#### [Excerpt provided]
━━━
A culture shock in brain ethics

Dana has an eye-opening article on the challenges of doing brain research in cultures that don’t share the same assumptions about science and human nature.

There are several sections of the article which turn our research assumptions on their head, owing to the fact that some common principles of ethical research turn out to be based on quite a narrow view of human values.

The idea that donating tissue is simply a matter of individual choice is not a belief held by many communities who believe that all people are interconnected – making individual donations a group decision.

The article touches on an example from the Havasupai people and a similar situation was discussed in an All in the Mind interview with a Maori neuroscientist.

However, I was particularly struck by this part on confidentiality which is often assumed to be the bedrock of human research.

Confidentiality poses another ethical challenge to researchers working with indigenous peoples. Participants in academic studies are invariably anonymous, but in many Native cultures, not identifying oneself, one’s family, and one’s homeland is unacceptable. Anonymity, they believe, undermines the cultural fabric of the community, and is akin to stripping its members of their traditions and beliefs.


Link to ‘Cross-Cultural Neuroethics: Look Both Ways’.

4 thoughts on “A culture shock in brain ethics”

  1. That’s an interesting point about anonymity. The phenomenon of feeling “stripped of one’s identity” may even occur in our own culture. There was a study recently in the university where I got my PhD (NOT apocryphal – I know the names of the researchers involved) – which interviewed cancer sufferers. It was a really in-depth, emotive kind of study and the participants ended up really wanting their names associated with the study – they felt like it was a way of telling their stories. The researchers were fine with that, but when they approached the ethics committee about it (I guess they were doing things by the book, which may well have been a mistake) they were categorically forbidden from naming the participants. Crazy!

    … I can see how someone from a Foucaultian perspective would see the fetishisation of anonymity as a classic case of power/knowledge: if you don’t name someone, it absolves you from letting them have any say in how you present what they are saying. It’s a really problematic area, actually, and I am struggling with it at the moment as I review my own fieldnotes before sending them to the teachers in whose classrooms I studied.

  2. I’m currently working on a paper involving repeated interaction games (one classic example of which is the ultimatum game–http://en.wikipedia.org/wiki/Ultimatum_game) This game is one of reputation and its been anecdotally reported to me a few times that there are many communities who refuse to participate in such a game–their reputations are far too important to be considered a game.
━━━
#### [Data listing]
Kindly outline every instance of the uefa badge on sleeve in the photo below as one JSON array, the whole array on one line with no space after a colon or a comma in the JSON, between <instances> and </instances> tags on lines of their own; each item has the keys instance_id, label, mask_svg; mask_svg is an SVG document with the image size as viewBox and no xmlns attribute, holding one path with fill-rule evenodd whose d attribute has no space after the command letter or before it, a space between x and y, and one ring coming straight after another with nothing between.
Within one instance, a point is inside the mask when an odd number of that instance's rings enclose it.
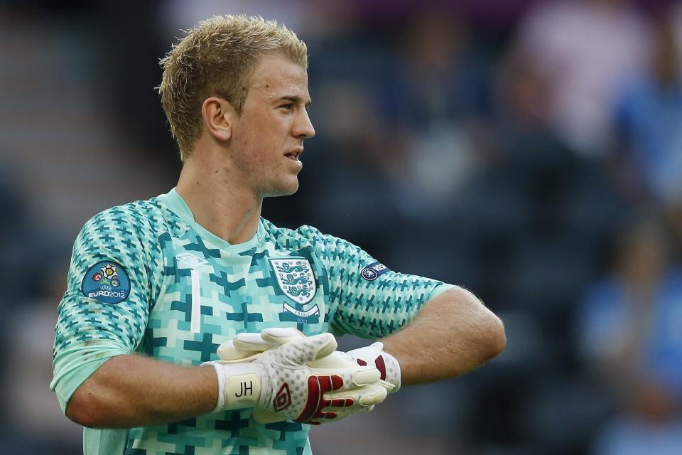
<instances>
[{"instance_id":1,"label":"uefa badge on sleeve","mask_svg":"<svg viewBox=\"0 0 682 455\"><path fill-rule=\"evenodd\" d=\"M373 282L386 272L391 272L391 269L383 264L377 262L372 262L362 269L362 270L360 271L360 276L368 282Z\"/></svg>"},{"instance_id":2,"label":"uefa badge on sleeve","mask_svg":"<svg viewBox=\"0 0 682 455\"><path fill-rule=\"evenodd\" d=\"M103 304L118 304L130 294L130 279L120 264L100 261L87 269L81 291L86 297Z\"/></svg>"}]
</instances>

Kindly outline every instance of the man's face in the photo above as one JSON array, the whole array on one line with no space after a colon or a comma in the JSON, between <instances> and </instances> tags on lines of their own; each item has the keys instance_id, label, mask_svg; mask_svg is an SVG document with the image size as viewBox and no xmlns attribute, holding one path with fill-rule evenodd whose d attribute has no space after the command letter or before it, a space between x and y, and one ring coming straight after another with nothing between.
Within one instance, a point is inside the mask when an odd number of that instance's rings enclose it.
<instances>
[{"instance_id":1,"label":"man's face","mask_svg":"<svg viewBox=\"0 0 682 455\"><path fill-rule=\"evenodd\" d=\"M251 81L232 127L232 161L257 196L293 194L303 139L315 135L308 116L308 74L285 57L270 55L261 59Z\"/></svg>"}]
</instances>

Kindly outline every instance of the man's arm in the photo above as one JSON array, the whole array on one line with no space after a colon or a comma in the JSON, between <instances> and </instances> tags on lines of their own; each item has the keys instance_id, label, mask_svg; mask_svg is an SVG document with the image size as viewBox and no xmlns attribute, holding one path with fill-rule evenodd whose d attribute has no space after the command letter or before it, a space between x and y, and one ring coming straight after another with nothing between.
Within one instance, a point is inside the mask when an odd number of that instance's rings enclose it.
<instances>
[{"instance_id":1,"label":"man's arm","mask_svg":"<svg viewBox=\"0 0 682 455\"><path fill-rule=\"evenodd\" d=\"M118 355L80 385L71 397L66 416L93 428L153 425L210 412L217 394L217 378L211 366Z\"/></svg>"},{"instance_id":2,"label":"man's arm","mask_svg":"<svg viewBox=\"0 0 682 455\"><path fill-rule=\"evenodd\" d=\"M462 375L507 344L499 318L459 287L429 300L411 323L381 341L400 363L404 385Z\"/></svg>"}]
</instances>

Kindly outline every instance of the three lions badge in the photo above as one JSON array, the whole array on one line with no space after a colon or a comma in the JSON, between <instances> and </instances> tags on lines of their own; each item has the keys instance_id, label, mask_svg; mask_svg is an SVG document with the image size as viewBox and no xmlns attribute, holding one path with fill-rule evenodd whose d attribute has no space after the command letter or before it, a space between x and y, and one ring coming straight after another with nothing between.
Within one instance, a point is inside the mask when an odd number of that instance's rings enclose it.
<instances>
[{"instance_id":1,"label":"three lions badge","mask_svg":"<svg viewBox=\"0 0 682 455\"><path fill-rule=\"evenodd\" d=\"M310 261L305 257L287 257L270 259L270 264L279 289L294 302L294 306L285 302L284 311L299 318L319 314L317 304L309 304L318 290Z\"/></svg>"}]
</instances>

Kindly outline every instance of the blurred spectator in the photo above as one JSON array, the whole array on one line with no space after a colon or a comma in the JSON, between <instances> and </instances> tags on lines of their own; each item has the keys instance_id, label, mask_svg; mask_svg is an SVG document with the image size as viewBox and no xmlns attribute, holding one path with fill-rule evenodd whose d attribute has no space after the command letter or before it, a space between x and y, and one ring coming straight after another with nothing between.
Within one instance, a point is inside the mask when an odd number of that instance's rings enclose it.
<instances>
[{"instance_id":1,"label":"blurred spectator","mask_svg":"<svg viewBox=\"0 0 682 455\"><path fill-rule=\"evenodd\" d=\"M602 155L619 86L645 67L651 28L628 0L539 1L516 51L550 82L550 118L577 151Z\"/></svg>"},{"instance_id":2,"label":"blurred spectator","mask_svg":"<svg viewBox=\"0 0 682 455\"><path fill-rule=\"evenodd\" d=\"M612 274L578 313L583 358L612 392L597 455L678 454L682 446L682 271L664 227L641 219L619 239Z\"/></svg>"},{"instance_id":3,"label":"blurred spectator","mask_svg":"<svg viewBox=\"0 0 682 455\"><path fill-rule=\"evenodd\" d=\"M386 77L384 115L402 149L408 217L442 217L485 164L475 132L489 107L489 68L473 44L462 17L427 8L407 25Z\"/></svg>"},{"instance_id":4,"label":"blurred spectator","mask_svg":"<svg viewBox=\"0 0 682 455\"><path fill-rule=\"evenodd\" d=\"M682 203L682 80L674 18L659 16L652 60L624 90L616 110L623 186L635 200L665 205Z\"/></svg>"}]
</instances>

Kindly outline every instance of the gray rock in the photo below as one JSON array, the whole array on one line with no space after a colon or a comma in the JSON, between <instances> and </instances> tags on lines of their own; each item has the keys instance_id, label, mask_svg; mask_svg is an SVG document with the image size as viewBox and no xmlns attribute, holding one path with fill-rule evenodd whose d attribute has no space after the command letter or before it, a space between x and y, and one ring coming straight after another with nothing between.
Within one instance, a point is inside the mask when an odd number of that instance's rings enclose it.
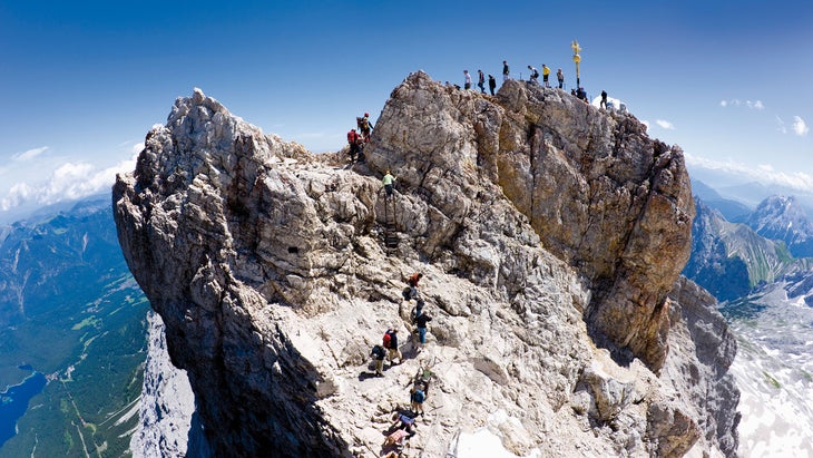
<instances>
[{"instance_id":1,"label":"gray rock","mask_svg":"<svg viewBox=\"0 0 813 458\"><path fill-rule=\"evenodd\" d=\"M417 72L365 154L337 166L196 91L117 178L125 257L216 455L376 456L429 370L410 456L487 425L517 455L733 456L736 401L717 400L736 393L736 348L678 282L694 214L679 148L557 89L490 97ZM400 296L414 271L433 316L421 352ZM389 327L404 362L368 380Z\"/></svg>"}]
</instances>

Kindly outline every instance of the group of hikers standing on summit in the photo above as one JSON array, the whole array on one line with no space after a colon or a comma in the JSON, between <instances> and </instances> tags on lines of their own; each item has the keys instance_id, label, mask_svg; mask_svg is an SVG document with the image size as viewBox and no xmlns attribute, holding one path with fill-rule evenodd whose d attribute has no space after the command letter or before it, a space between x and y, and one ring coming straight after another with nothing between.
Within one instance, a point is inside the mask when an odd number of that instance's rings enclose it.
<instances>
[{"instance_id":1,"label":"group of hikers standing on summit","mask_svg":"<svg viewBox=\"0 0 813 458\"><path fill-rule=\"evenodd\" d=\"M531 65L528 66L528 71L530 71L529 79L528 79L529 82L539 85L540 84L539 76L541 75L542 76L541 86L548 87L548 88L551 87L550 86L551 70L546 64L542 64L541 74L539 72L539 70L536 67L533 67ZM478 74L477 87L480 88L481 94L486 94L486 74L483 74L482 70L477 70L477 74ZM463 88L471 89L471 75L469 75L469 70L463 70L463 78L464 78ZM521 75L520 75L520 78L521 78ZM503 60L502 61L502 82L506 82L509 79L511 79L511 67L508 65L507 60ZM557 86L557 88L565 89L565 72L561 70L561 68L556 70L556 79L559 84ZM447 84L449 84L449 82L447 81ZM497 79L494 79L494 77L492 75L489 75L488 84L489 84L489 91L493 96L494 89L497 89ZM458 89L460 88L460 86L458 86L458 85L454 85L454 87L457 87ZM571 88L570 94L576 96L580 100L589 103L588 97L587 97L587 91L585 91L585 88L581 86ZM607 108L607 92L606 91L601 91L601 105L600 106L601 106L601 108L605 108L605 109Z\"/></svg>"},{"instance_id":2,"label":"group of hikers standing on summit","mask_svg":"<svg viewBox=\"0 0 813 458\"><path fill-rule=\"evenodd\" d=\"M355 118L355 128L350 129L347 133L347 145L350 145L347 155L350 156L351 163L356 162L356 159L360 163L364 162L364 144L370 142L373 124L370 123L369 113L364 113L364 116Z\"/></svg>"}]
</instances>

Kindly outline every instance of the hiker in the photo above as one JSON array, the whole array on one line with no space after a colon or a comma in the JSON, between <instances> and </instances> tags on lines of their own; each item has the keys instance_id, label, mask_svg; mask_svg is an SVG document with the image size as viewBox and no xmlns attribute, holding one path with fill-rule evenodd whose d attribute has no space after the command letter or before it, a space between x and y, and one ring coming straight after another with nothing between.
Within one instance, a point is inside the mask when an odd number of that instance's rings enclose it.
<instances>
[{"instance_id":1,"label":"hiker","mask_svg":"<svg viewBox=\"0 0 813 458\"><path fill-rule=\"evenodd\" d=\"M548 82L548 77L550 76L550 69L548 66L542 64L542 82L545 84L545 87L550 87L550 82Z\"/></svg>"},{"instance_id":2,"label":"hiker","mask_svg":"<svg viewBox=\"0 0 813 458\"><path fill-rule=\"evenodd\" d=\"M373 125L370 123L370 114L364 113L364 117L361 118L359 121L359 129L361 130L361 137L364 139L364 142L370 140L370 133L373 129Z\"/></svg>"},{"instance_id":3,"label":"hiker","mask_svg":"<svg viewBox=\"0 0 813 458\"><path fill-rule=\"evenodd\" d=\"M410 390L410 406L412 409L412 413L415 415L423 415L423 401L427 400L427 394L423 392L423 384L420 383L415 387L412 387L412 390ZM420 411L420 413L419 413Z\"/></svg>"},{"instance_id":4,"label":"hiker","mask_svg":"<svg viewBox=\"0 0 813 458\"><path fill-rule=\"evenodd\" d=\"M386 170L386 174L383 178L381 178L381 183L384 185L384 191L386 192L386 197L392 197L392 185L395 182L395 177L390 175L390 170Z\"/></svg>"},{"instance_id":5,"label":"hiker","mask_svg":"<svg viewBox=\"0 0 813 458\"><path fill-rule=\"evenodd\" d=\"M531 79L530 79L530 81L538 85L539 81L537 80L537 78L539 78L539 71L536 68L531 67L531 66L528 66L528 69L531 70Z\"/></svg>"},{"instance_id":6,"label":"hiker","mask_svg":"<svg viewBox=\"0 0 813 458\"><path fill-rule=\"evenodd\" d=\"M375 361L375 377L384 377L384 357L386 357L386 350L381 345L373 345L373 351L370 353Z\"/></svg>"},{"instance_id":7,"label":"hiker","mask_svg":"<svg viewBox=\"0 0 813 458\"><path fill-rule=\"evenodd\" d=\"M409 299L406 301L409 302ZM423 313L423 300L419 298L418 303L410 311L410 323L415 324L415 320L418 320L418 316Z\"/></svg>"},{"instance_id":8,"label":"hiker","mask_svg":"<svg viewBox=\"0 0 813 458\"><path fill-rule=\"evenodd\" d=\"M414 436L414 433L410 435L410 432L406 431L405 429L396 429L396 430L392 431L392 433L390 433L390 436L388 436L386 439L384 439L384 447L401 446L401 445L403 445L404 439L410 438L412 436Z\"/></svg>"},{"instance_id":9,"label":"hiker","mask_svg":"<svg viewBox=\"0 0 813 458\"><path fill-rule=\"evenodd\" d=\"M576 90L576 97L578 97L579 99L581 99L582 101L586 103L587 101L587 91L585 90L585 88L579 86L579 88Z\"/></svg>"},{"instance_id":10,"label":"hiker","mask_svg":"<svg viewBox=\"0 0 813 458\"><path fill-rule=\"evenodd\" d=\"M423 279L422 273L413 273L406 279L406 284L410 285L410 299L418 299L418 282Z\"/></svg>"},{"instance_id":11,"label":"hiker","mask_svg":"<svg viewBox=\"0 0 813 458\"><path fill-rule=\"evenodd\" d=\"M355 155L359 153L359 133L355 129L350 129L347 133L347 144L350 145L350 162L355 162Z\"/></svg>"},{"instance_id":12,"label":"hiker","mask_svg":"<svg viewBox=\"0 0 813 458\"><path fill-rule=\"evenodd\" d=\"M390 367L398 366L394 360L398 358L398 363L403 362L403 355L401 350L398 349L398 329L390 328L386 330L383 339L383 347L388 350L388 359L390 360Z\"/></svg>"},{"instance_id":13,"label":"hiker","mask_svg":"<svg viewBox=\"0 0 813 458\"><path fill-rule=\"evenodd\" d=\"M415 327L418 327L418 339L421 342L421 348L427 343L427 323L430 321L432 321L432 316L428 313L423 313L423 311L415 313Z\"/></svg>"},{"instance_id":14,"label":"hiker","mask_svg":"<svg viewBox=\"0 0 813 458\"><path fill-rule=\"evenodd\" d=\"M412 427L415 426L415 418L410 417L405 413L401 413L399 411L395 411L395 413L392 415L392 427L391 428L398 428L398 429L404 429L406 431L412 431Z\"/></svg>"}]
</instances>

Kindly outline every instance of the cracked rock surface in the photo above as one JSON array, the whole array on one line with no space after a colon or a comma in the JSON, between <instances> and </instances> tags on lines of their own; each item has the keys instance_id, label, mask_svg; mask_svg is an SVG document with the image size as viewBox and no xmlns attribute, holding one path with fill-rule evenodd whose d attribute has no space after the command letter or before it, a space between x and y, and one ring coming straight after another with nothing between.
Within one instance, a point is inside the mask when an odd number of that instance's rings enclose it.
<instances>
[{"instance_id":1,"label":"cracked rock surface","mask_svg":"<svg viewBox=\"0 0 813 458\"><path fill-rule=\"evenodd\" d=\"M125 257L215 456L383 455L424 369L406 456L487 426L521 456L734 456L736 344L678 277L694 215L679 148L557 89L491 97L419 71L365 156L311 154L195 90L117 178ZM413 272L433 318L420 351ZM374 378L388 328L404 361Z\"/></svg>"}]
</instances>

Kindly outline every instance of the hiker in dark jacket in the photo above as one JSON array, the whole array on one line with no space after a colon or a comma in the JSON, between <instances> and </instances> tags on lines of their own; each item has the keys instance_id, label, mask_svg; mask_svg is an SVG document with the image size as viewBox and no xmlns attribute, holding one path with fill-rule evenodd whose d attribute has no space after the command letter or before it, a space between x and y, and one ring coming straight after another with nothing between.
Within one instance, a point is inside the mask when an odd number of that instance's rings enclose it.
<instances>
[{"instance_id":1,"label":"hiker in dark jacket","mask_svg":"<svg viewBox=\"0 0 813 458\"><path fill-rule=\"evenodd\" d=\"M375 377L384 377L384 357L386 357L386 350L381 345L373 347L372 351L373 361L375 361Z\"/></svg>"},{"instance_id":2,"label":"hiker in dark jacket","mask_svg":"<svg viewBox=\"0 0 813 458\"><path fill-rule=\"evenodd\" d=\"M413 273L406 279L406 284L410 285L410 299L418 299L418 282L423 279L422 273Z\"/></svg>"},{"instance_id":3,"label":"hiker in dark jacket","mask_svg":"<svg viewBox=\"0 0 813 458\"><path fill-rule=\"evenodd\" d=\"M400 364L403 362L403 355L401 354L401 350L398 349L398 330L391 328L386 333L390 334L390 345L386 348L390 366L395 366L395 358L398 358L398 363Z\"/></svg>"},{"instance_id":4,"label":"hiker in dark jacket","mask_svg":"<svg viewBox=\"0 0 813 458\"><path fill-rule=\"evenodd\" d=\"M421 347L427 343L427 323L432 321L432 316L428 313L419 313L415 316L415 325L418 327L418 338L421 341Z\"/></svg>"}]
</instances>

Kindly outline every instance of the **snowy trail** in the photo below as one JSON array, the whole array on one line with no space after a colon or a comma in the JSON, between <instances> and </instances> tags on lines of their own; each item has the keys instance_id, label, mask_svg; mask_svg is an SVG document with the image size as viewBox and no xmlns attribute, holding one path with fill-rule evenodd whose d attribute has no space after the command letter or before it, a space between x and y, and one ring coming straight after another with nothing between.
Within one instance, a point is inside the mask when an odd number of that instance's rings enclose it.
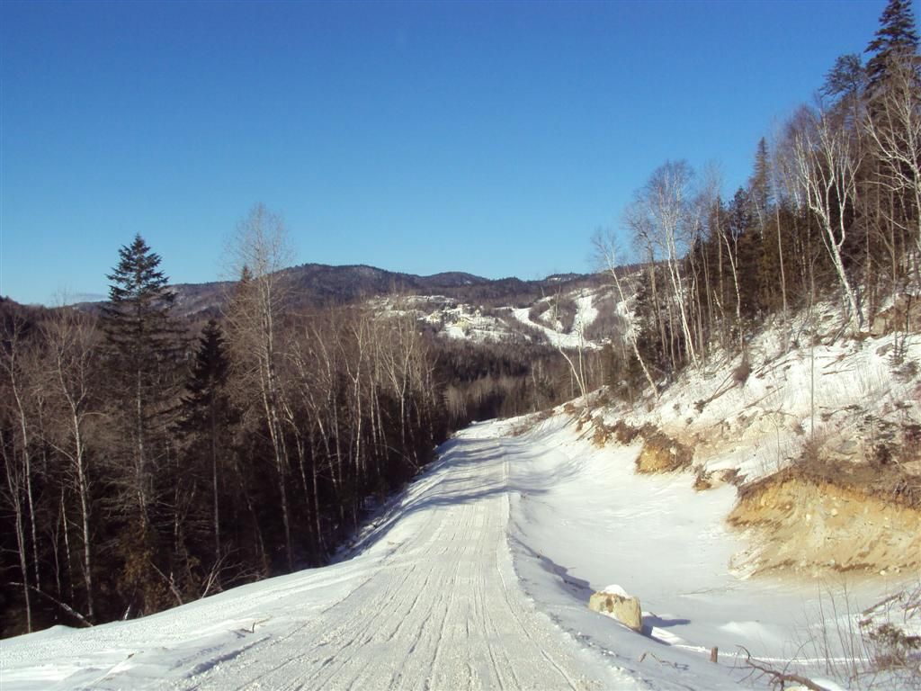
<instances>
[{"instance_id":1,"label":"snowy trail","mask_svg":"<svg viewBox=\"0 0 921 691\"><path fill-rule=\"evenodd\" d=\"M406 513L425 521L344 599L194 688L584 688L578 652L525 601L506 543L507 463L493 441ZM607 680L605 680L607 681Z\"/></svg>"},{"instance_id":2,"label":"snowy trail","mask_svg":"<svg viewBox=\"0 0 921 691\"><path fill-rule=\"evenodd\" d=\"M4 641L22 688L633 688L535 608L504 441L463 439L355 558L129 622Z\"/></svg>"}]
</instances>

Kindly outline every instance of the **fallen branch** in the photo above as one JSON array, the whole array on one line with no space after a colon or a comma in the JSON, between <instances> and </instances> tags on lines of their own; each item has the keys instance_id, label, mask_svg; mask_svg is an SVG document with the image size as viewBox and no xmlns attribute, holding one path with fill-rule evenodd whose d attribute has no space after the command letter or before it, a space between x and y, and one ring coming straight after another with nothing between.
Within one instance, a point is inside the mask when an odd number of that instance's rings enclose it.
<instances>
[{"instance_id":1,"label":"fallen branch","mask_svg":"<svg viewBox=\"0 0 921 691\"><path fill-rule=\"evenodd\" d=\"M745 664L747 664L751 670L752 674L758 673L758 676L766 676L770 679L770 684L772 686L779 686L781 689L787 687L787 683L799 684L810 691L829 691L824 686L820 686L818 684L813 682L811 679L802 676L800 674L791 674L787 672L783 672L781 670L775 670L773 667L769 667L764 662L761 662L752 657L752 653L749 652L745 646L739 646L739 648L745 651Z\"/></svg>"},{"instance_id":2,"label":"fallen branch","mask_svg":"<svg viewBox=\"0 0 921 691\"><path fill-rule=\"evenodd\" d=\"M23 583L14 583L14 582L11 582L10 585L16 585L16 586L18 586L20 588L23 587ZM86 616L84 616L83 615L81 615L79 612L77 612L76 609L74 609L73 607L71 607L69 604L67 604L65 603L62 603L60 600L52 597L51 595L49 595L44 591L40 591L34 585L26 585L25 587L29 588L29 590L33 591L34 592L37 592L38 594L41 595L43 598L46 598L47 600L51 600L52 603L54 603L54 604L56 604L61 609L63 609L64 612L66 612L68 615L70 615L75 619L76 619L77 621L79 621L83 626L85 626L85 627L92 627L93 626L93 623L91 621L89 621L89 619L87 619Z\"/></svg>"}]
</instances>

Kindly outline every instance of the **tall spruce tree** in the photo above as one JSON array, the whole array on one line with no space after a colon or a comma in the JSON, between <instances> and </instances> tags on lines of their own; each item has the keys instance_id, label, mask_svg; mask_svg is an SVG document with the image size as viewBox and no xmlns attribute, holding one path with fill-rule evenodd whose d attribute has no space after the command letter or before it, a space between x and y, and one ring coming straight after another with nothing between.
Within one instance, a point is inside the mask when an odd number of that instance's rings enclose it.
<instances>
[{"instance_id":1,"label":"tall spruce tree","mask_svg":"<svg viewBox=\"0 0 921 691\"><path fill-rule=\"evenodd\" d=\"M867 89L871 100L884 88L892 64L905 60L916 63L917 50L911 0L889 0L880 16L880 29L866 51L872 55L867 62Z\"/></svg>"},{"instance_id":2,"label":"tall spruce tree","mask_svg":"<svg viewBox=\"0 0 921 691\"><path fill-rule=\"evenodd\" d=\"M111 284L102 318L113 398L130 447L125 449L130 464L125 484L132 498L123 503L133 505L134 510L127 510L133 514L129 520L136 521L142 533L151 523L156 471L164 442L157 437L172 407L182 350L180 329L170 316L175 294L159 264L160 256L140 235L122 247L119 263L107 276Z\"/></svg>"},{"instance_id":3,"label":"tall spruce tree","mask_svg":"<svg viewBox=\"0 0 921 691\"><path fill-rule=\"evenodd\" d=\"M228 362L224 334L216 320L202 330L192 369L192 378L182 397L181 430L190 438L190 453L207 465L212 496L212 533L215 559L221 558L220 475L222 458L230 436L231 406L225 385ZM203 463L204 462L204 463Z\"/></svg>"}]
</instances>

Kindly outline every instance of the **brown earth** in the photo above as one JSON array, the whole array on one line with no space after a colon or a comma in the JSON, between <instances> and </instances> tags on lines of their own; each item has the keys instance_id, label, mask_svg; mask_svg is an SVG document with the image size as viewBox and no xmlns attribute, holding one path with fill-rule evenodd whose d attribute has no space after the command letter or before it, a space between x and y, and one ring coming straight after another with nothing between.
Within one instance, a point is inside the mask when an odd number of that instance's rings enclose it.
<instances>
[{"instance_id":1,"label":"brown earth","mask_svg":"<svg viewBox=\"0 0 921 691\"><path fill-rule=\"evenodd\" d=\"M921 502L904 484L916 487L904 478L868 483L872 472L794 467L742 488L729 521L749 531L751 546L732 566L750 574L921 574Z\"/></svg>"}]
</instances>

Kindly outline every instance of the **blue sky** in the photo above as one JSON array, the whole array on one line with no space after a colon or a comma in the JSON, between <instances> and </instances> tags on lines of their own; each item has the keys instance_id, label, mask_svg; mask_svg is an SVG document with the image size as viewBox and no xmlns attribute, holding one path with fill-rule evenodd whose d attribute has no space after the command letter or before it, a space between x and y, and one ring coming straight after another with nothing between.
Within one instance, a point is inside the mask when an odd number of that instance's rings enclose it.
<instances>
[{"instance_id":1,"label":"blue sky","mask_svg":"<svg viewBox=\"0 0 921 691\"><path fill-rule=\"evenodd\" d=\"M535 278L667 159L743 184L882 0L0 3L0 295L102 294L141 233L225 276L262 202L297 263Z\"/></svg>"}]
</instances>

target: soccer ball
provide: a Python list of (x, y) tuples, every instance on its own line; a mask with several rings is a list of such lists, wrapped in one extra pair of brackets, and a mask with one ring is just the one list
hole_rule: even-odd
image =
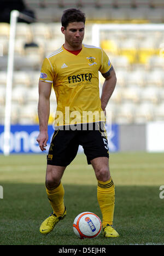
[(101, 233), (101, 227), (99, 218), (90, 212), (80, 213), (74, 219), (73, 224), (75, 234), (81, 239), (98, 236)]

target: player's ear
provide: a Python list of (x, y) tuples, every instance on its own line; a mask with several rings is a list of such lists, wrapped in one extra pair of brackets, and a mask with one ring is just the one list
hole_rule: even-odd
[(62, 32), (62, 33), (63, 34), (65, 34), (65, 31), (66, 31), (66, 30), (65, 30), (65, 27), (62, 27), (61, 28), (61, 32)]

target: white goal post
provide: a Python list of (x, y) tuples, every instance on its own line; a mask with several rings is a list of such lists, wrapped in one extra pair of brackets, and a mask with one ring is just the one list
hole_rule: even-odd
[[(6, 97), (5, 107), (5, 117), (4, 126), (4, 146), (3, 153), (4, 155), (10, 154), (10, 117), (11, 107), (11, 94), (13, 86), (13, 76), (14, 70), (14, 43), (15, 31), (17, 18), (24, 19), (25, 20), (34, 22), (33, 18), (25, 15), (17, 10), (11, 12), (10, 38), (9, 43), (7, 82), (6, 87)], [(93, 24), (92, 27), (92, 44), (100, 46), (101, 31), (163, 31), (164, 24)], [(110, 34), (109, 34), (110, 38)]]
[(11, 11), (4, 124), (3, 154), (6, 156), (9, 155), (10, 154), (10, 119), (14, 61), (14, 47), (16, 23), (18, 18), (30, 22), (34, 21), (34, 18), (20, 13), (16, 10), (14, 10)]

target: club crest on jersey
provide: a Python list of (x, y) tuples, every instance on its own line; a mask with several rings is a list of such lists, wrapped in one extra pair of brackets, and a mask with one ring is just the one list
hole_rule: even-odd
━━━
#### [Exercises to complete]
[1] Please list every phrase in the post on brain ethics that is enclosed in quotation marks.
[2] Return the part of the post on brain ethics that opens with the words containing "There are several" and closes with "of human values.".
The records come from a different source than the post on brain ethics.

#### [Answers in order]
[1]
- Cross-Cultural Neuroethics: Look Both Ways
- A culture shock in brain ethics
- stripped of one's identity

[2]
There are several sections of the article which turn our research assumptions on their head, owing to the fact that some common principles of ethical research turn out to be based on quite a narrow view of human values.